[Short task]
Write out every line of the records below again, requests included. Shift each coordinate in the answer outlines by -33, and leave the numbers in the requests and their layout samples unchanged.

Named region outline records:

## start

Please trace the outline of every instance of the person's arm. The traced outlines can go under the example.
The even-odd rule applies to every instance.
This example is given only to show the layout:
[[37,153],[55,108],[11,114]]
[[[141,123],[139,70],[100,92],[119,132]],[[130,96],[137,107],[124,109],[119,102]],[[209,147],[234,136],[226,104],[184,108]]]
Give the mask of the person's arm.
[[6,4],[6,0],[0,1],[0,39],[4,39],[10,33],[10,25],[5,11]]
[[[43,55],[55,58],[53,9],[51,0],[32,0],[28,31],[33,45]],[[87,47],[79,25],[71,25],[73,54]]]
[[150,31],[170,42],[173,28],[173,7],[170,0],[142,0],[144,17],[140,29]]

## end

[Correct response]
Please trace the outline of every instance of the person's arm. The traced outlines can go under the example.
The even-odd rule applies to every instance.
This example is given only to show the layout:
[[37,153],[55,108],[11,114]]
[[[141,123],[139,70],[100,92],[119,132]],[[130,96],[137,107],[124,109],[119,102]],[[209,147],[234,136],[226,104],[184,108]]]
Give the mask of the person's arm.
[[-27,-29],[-27,-33],[-33,-32],[-33,6],[-29,6],[-23,0],[-23,-8],[-28,-22]]
[[[10,22],[22,25],[20,-24],[18,-33],[-1,-33],[-5,-2],[0,12]],[[54,14],[46,-8],[38,-8],[40,21]]]
[[117,-2],[137,9],[140,-5],[140,-26],[137,-33],[109,-33],[111,-16],[107,-4]]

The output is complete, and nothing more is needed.